→ **PROBLEM DETAILS**
Extract the records below word for word and ignore the images.

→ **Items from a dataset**
....................

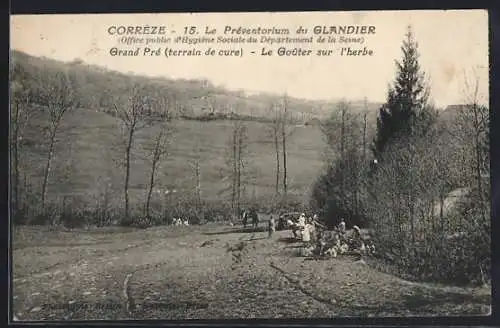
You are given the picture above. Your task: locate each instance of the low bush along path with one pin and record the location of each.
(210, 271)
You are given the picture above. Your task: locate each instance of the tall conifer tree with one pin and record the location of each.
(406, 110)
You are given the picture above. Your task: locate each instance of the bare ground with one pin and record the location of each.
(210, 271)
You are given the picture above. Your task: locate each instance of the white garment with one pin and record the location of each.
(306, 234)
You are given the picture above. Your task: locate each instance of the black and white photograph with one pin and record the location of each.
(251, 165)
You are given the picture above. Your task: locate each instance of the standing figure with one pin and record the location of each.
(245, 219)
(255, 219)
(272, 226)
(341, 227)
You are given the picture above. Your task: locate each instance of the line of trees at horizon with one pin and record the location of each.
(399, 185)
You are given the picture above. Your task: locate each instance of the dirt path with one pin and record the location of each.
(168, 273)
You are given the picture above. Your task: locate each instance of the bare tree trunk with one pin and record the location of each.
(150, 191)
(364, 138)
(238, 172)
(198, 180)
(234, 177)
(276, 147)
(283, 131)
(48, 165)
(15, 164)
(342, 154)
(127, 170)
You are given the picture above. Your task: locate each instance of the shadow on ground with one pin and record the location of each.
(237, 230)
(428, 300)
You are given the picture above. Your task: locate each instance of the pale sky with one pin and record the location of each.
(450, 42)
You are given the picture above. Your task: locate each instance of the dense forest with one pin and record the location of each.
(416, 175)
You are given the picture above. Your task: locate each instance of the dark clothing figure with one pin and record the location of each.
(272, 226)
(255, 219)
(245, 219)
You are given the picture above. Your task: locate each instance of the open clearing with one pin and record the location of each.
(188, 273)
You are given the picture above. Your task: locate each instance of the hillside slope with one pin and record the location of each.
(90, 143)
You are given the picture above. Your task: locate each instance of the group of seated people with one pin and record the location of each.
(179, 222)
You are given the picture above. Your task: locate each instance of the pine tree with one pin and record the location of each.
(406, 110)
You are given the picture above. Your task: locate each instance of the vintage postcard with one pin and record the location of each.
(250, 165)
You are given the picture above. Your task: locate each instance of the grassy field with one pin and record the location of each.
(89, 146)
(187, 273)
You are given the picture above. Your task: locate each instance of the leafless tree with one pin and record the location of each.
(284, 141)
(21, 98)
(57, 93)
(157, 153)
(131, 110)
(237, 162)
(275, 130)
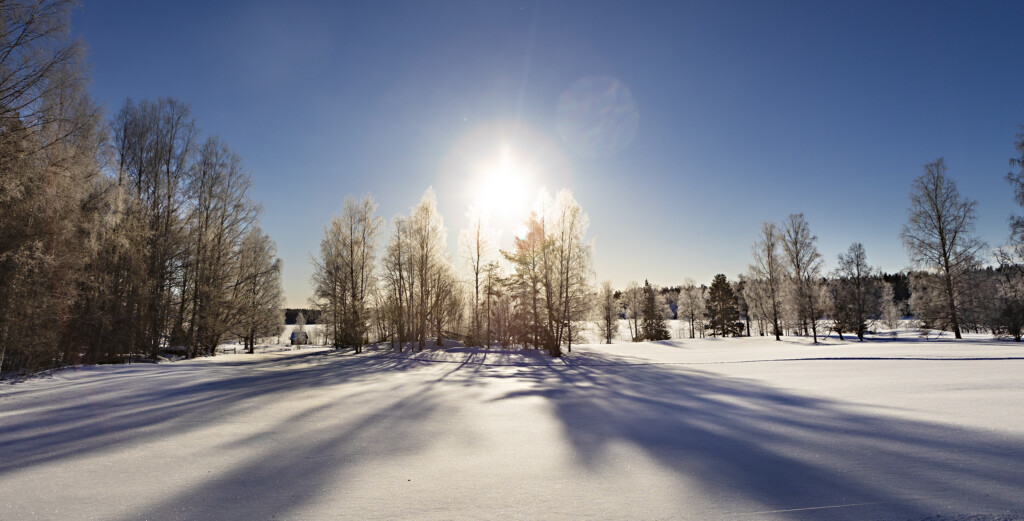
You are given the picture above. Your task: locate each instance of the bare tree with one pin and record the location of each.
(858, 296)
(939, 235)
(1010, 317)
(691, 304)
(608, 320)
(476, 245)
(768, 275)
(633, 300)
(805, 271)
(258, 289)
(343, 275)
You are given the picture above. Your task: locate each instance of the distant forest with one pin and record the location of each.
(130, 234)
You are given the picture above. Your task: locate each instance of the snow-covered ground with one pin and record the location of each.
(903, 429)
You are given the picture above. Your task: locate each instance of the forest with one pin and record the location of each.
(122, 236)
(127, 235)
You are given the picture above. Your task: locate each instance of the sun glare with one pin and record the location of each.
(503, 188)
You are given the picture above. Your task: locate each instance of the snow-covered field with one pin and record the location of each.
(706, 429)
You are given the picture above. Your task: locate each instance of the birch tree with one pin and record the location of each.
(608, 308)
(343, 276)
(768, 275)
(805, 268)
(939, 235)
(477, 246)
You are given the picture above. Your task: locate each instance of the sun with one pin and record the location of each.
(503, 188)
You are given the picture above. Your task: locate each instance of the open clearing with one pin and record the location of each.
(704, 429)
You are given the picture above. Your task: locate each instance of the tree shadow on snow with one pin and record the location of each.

....................

→ **EXERCISE RESULT**
You are given the picture above. Your task: locate each instance of the low bush along path with one pin and record the location of each.
(210, 271)
You are given the picture above. Your task: locate each instance of the tall conifer tree with one pin and record the location of each.
(406, 110)
You are given the picture above. Your task: locate each instance of the bare ground with one pin and record the location of each.
(210, 271)
You are given the picture above. Your task: locate each instance of the white garment with one pin and record the location of each.
(306, 234)
You are given the picture above. Your task: locate each instance of the black and white photograph with one pin and record the location of each.
(251, 165)
You are given the picture above. Your task: locate each instance of the standing figure with one pin and record the location of each.
(245, 219)
(255, 219)
(272, 226)
(341, 227)
You are given the picture above. Your task: locate each instance of the line of trees at horizon with one pin and record the location of each.
(399, 185)
You are given the picture above. Your task: locate each instance of the dirt path with one pin and record the location of each.
(168, 273)
You are given the picture above. Your task: locate each instance of the bare tree trunk with one pin and record the location of each.
(150, 191)
(364, 138)
(238, 172)
(198, 180)
(234, 177)
(276, 147)
(283, 131)
(48, 165)
(15, 164)
(342, 154)
(127, 170)
You are given the picture above. Your task: locate each instance of the shadow on ground with one pin and record the location of each.
(237, 230)
(428, 300)
You are given the picture above. Your task: locate each instance of the pale sky with one pin and record the location of each.
(450, 42)
You are given the picture above. Your task: locate each instance of the dense forest with one pin and record the location of each.
(416, 175)
You are given the picture above. Your task: locate each instance of the dark clothing figure with one pin and record the location of each.
(272, 226)
(255, 219)
(245, 219)
You are given the picture above. Your task: locate each instance of the open clearing with one pin and record the location of each.
(188, 273)
You are given the picture above. Your task: locate each instance of the hillside slope with one pin and record the location of each.
(90, 143)
You are given the picture above. Your task: locate each instance of the group of seated people with one pin and record the location of each.
(179, 222)
You are given the picture above. Your task: locate each instance of the pine tree with one pin and record the location of each.
(406, 110)
You are given the picture above. Your task: locate each instance of the vintage postcard with one pin and record the location of each.
(250, 165)
You are given the picture above. Your task: locate each instance of the grassy field with one pin and record the location of each.
(89, 146)
(187, 273)
You are given the picture above. Your task: locate each instance of the leafless tree with one pin and record the location of each.
(284, 141)
(21, 98)
(57, 93)
(157, 153)
(131, 110)
(237, 162)
(275, 130)
You are given the picture above. Your task: locate each instance of the bare tree with one pin and record the location of each.
(858, 296)
(939, 235)
(1010, 317)
(691, 304)
(608, 320)
(476, 245)
(768, 275)
(633, 300)
(805, 271)
(258, 289)
(343, 275)
You are given the picture above. Your task: locate each instance of the distant forest with one pin and record the location of each.
(130, 234)
You are given the picture above. Your task: locate each instance of the snow-covered ground with one pin and record the location of each.
(903, 429)
You are given the picture above. Your task: locate each instance of the forest with one pin and record the location of each.
(122, 236)
(127, 235)
You are given the picture above. Your task: locate each instance of the sun glare with one pin and record the location of each.
(503, 188)
You are given the picture above. Your task: locate each instance of the snow-covered field with one pin and record the location of each.
(706, 429)
You are given the picture above. Your task: locate each instance of the birch tree with one pin and record the location of each.
(608, 308)
(343, 276)
(768, 275)
(805, 268)
(939, 235)
(477, 246)
You are given the picture above. Your task: locate each instance of the sun with one pin and record the location of each.
(503, 188)
You are given the picture above. Your task: locate each instance of the open clearing with one pin and record the location of each.
(704, 429)
You are given the picture above. Your task: locate each instance of the tree shadow on snow with one pin and record the location of each.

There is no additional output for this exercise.